Spot each line in the data below containing "ocean" and copy it.

━━━━

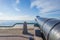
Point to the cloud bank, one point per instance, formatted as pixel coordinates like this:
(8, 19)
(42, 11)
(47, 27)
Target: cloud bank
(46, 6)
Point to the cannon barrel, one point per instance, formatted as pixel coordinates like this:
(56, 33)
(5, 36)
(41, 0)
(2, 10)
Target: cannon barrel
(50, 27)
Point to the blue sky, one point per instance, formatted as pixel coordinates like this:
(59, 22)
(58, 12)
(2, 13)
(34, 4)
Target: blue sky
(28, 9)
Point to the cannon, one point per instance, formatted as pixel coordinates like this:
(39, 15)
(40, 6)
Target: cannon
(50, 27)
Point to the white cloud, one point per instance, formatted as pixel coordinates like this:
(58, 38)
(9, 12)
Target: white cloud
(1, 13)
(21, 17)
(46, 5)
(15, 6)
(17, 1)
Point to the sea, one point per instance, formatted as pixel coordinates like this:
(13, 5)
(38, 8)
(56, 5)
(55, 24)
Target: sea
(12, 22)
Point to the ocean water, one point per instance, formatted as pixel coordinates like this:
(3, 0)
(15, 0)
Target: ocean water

━━━━

Result of this exercise:
Point to the ocean water, one point per instance, formatted as pixel coordinates like this:
Target: ocean water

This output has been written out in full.